=== Passage given ===
▬▬▬▬▬▬▬▬▬▬

Re: extend fwprop optimization

Oleg Endo Sun, 24 Mar 2013 05:33:09 -0700

Hi,

On Sat, 2013-03-23 at 21:18 -0700, Wei Mi wrote:
> This is the patch to add the shift truncation in
> simplify_binary_operation_1. I add a new hook
> TARGET_SHIFT_COUNT_TRUNCATED which uses enum rtx_code to decide
> whether we can do shift truncation. I didn't use
> TARGET_SHIFT_TRUNCATION_MASK in simplify_binary_operation_1 because it
> uses the macro SHIFT_COUNT_TRUNCATED. If I change
> SHIFT_COUNT_TRUNCATED to targetm.shift_count_truncated in
> TARGET_SHIFT_TRUNCATION_MASK, I need to give
> TARGET_SHIFT_TRUNCATION_MASK a enum rtx_code param, which wasn't
> trivial to get at many places in existing code.
>


During 4.8 development there was a similar issue with the
TARGET_CANONICALIZE_COMPARISON hook.  As a temporary solution the
rtx_code has been passed as int.  I think the story started here:
http://gcc.gnu.org/ml/gcc-patches/2012-12/msg00379.html

The conclusion regarding rtx_code ...
http://gcc.gnu.org/ml/gcc-patches/2012-12/msg00646.html

Maybe this should be addressed first, since now there are at least two
cases where it's in the way.

Cheers,
Oleg



> patch.1 ~ patch.4 pass regression and bootstrap on x86_64-unknown-linux-gnu.
> 
> Thanks,
> Wei.
> 
> On Sun, Mar 17, 2013 at 12:15 AM, Wei Mi <[email protected]> wrote:
> > Hi,
> >
> > On Sat, Mar 16, 2013 at 3:48 PM, Steven Bosscher <[email protected]> 
> > wrote:
> >> On Tue, Mar 12, 2013 at 8:18 AM, Wei Mi wrote:
> >>> For the motivational case, I need insn splitting to get the cost
> >>> right. insn splitting is not very intrusive. All I need is to call
> >>> split_insns func.
> >>
> >> It may not look very intrusive, but there's a lot happening in the
> >> back ground. You're creating a lot of new RTL, and then just throw it
> >> away again. You fake the compiler into thinking you're much deeper in
> >> the pipeline than you really are. You're assuming there are no
> >> side-effects other than that some insn gets split, but there are back
> >> ends where splitters may have side-effects.
> >
> > Ok, then I will remove the split_insns call.
> >
> >>
> >> Even though I've asked twice now, you still have not explained this
> >> motivational case, except to say that there is one. *What* are you
> >> trying to do, *what* is not happening without the splits, and *what*
> >> happens if you split. Only if you explain that in a lot more detail
> >> than "I have a motivational case" then we can look into what is a
> >> proper solution.

▬▬▬▬▬▬▬▬▬▬

=== Data supplied ===
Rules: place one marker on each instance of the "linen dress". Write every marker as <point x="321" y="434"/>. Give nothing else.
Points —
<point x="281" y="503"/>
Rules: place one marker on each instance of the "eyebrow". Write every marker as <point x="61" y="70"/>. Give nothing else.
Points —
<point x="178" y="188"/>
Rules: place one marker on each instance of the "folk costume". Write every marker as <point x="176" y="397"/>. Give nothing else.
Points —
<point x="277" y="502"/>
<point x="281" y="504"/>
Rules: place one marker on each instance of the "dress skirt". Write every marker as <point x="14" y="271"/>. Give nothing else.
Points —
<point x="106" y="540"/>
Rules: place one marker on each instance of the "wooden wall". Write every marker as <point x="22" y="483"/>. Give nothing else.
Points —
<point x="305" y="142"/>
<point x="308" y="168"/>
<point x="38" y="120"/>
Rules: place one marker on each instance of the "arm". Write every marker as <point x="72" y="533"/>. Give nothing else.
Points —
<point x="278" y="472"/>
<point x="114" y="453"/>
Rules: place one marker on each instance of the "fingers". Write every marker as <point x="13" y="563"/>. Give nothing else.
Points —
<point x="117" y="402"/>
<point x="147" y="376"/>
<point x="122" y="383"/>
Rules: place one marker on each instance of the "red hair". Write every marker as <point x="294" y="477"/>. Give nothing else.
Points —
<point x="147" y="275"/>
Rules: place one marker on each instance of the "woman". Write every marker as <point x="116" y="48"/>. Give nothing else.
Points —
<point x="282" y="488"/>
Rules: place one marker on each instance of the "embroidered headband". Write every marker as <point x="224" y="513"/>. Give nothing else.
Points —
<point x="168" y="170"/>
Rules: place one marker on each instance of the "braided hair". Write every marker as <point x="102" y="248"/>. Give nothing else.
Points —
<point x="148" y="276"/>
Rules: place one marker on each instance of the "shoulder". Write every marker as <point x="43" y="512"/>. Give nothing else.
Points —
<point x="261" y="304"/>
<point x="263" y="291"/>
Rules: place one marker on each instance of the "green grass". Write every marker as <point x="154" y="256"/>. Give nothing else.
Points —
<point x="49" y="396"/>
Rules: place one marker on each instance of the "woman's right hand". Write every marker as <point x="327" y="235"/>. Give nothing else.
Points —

▬▬▬▬▬▬▬▬▬▬

=== What you have to do ===
Answer these about the fwprop thread:
(a) What is the name of the new hook that Wei Mi adds?
(b) On which target did patch.1 through patch.4 pass regression and bootstrap?
(c) During 4.8 development, how was the rtx_code passed as a temporary solution for the TARGET_CANONICALIZE_COMPARISON hook?
You won't need the records.

=== Written reply ===
(a) TARGET_SHIFT_COUNT_TRUNCATED
(b) x86_64-unknown-linux-gnu
(c) As int